Problem description:
Return, word for word, only the lines from the one containing "Objective — one point per instance of the dark" through the last line of the entries.
***
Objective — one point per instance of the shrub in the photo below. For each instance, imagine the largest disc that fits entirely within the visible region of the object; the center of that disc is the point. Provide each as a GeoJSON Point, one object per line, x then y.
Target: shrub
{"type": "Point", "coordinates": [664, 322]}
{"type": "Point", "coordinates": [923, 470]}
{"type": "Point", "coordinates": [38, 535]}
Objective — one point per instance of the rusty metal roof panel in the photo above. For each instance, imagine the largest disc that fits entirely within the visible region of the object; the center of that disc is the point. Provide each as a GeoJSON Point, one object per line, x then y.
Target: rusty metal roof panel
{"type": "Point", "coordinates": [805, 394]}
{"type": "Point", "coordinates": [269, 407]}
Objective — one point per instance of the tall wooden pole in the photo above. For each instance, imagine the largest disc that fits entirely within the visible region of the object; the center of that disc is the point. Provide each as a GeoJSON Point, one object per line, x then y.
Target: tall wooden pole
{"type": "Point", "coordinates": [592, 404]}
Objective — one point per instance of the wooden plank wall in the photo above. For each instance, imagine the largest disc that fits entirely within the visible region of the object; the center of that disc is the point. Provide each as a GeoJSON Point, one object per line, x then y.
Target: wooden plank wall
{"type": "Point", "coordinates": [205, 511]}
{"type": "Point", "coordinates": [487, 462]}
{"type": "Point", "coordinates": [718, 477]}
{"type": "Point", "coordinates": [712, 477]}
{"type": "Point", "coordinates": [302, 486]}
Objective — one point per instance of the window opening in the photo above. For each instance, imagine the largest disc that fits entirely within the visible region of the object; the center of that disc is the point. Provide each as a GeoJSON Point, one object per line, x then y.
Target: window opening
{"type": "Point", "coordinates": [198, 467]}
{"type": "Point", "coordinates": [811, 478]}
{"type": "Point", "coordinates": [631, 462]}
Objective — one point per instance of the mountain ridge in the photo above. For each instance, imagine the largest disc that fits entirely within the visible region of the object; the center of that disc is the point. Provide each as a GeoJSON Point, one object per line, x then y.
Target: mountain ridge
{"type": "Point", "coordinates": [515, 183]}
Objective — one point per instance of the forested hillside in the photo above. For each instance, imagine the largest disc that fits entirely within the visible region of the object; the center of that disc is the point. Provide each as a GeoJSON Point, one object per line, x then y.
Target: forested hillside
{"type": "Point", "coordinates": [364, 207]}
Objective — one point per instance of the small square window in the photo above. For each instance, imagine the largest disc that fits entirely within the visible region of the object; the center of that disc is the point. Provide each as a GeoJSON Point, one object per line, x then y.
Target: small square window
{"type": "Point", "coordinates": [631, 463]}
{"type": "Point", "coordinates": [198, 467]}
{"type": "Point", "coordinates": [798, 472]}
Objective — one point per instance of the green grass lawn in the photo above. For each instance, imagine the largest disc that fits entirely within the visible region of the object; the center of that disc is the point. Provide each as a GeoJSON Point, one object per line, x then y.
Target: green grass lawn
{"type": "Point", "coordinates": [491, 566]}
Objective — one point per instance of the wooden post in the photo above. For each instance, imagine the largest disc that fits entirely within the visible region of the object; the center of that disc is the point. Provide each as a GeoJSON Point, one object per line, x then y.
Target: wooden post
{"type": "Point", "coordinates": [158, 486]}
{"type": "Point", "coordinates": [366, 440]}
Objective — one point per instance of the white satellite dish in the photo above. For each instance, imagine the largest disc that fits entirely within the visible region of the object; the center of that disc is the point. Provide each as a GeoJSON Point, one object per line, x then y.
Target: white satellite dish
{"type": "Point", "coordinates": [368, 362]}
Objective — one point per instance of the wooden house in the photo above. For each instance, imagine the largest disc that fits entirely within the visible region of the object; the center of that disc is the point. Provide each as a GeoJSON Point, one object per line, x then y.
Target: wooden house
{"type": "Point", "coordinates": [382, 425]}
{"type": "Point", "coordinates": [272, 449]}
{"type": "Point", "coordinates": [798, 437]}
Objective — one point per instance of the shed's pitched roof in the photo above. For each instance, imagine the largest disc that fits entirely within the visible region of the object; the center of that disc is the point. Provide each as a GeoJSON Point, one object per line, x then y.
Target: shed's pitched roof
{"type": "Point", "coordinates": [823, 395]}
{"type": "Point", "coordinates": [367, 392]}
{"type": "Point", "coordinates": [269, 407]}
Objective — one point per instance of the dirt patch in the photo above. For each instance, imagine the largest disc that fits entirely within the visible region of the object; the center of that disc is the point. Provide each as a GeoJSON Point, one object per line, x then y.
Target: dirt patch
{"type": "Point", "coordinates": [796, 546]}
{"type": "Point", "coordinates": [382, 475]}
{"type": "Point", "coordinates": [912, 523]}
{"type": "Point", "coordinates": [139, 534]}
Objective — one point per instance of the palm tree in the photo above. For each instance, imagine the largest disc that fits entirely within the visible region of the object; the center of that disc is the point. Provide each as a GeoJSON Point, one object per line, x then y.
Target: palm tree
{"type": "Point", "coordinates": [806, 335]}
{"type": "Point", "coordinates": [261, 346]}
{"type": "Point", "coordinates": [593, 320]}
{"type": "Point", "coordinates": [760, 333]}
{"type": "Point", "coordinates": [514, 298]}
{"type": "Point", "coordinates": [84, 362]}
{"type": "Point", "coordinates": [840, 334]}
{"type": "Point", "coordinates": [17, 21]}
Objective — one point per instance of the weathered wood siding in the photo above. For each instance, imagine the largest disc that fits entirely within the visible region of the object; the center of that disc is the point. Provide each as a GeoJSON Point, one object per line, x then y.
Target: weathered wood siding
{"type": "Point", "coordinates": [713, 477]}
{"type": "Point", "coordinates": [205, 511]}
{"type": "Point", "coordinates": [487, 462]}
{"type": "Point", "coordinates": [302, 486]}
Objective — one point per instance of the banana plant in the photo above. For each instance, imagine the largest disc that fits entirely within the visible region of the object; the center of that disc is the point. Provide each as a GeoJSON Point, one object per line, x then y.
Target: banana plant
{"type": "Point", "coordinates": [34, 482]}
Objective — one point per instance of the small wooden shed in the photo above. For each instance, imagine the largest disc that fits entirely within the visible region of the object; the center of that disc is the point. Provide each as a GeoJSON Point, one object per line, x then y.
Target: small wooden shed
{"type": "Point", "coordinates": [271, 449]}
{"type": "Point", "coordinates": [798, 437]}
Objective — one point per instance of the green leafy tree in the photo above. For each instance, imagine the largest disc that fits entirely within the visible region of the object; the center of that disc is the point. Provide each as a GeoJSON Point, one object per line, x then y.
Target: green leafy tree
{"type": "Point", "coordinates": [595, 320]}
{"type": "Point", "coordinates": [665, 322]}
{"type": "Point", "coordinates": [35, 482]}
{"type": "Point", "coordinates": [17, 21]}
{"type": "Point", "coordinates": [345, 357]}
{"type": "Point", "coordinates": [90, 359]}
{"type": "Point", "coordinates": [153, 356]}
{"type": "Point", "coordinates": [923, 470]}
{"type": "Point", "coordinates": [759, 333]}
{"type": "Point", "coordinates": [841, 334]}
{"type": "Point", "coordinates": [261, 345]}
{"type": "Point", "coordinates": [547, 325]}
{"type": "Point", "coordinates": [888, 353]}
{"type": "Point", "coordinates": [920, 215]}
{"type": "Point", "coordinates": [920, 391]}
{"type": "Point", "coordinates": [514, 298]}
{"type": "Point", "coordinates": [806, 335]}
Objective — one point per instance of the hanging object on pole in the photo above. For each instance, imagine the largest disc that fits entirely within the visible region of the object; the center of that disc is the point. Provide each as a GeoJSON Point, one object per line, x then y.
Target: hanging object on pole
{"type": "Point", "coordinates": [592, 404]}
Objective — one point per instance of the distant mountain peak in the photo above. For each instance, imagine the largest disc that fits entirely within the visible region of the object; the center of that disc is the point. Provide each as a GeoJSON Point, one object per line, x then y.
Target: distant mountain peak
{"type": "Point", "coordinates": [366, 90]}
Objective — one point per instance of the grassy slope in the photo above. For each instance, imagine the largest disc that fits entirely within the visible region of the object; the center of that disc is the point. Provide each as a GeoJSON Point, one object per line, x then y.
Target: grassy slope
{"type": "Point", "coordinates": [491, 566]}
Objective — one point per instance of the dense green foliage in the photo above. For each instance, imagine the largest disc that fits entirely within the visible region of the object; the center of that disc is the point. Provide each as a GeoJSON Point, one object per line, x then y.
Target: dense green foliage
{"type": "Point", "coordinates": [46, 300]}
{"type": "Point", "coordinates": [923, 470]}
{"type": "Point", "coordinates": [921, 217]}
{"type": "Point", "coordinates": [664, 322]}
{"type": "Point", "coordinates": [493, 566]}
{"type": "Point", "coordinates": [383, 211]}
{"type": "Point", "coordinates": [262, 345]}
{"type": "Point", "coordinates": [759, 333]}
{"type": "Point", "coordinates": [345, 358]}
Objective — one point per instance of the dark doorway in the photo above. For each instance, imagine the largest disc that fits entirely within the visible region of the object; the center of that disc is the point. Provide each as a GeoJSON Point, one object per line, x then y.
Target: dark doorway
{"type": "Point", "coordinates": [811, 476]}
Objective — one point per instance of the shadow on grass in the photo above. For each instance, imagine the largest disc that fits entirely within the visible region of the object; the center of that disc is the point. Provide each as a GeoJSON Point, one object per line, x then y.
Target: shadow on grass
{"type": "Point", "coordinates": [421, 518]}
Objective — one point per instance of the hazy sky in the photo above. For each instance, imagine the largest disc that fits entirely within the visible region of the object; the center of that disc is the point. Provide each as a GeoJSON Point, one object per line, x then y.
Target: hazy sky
***
Answer to this exercise:
Objective — one point per instance of the dark doorway in the photo above. For each instance, imagine the largest disc that fits entirely within the visible region of the object; the center of that disc is the point. Provide each as a GeoJSON Point, one object per line, x then y.
Target: dark doorway
{"type": "Point", "coordinates": [811, 476]}
Objective — one point per instance of the shadow on grass in the photo above. For each instance, imagine the largest disc that fits entirely within the visible region of the object; the center of that disc is the point. Provide each as a GeoJSON Point, one object per line, x then y.
Target: shadow on grass
{"type": "Point", "coordinates": [421, 518]}
Objective — one point per instance of the hazy sky in the photo above. For each instance, imagine the largest disc that fits entirely within the visible region of the object; the center of that disc is the point. Provide each as a GeoJSON Point, one object per line, x then y.
Target: hazy sky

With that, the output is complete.